-- Set tasks --
(a) In the spark plug thread, switch "peanut" to "small" and write out the passage starting with "1971 is the" and going on through "(Jan 20, 2006)".
(b) According to the spark plug thread, what did Lars find the actual chamber volume of the #16 heads to be?

I bought some new plugs for my '73 455 and the NAPA guy tried to give me the little plugs. When I showed him what I wanted he went back and got the larger ones. I wonder if both sized plugs are being listed in some of the parts catalogs?


----------



## lars (Sep 28, 2004)

Matt -
As Walt says, you can't tell comp ratio from a compression test - cam overlap/duration has a bigger effect on cranking pressure than the C/R.

From your other post regarding your block ID, and from the results of your spark plug hole configuration inspection, you have a 1977 400 block with a set of 1969 GTO large-valve heads on it. This is a nice combination. Although the #16 heads were advertised at 72cc with a compression ratio of 10.75:1, I have found in measuring these heads that the actual chamber volume is 75 cc, and that the block deck height (always more than "0") and gasket thickness will produce an actual comp ratio a full point lower than advertised if you have stock flat-top pistons. This will give you a comp ratio of about 9.75:1 if you run the numbers. If you pull a plug out and bring the piston up close to TDC, you can see the top of the piston with a small flashlight - verify that it's a flat-top and not a dished piston (stock Pontiac engines used flat-tops - Pontiac varied comp ratio through the cylinder head chamber volume).

The 9.75:1 comp ratio is street drivable on premium pump gas as long as you don't get the timing too far advanced. Start out at 36 degrees total and back off from there if you notice any detonation.



DaveH said:


> I bought some new plugs for my '73 455 and the NAPA guy tried to give me the little plugs. When I showed him what I wanted he went back and got the larger ones. I wonder if both sized plugs are being listed in some of the parts catalogs?


1971 is the last year for the full-sized plugs. The '73 uses the taper-seat "peanut" plugs if it has the '73 heads on it.

Lars


----------



## DaveH (Jan 20, 2006)

Lars, 
You're right! It actually has '70 heads on it - no wonder I got the wrong plugs  - should have though of that!


----------

-- Dataset section --
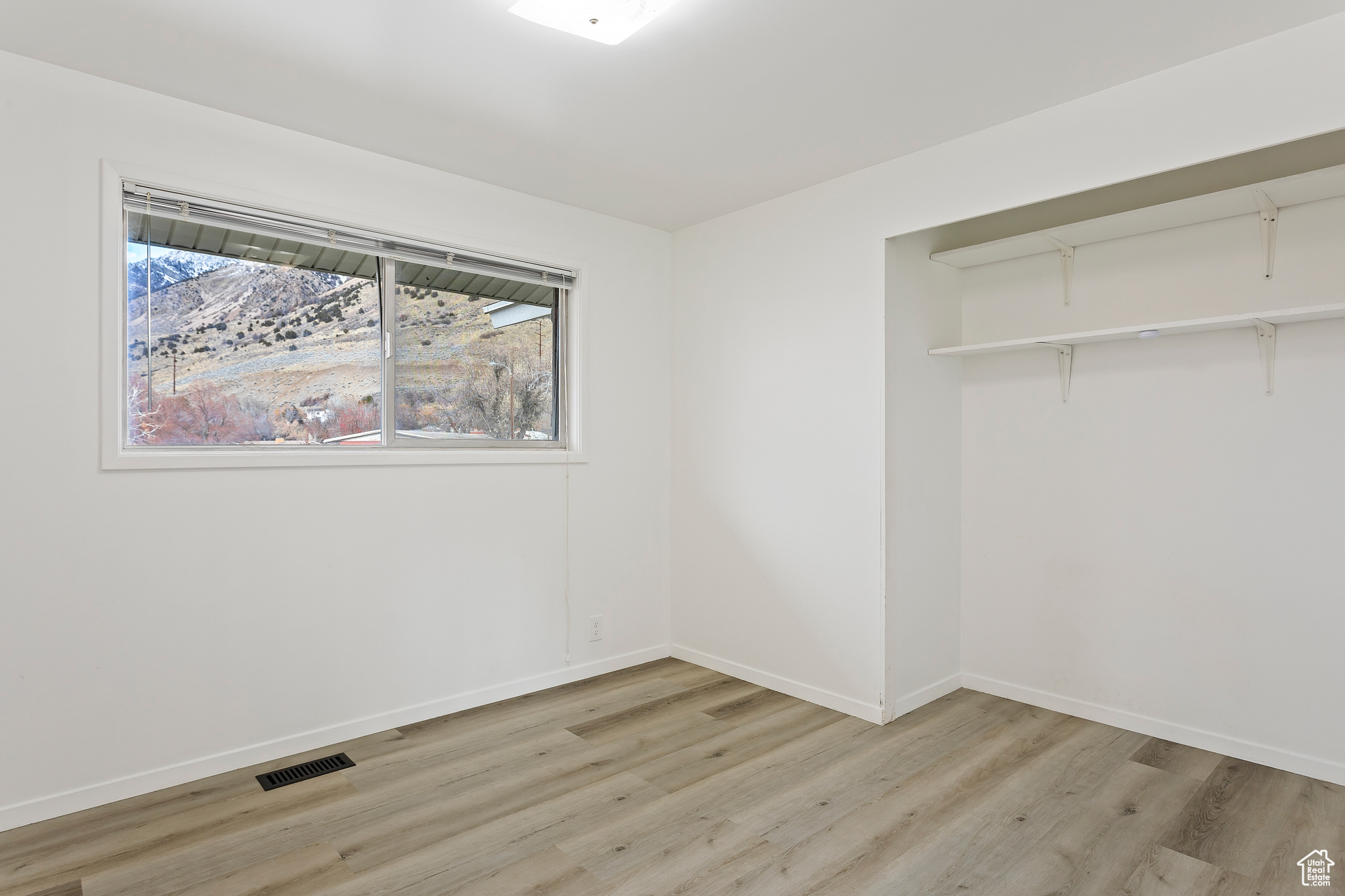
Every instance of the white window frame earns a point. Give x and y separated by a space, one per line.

-- Answer list --
(a)
1971 is the last year for the full-sized plugs. The '73 uses the taper-seat "small" plugs if it has the '73 heads on it.

Lars


----------



## DaveH (Jan 20, 2006)

(b) 75 cc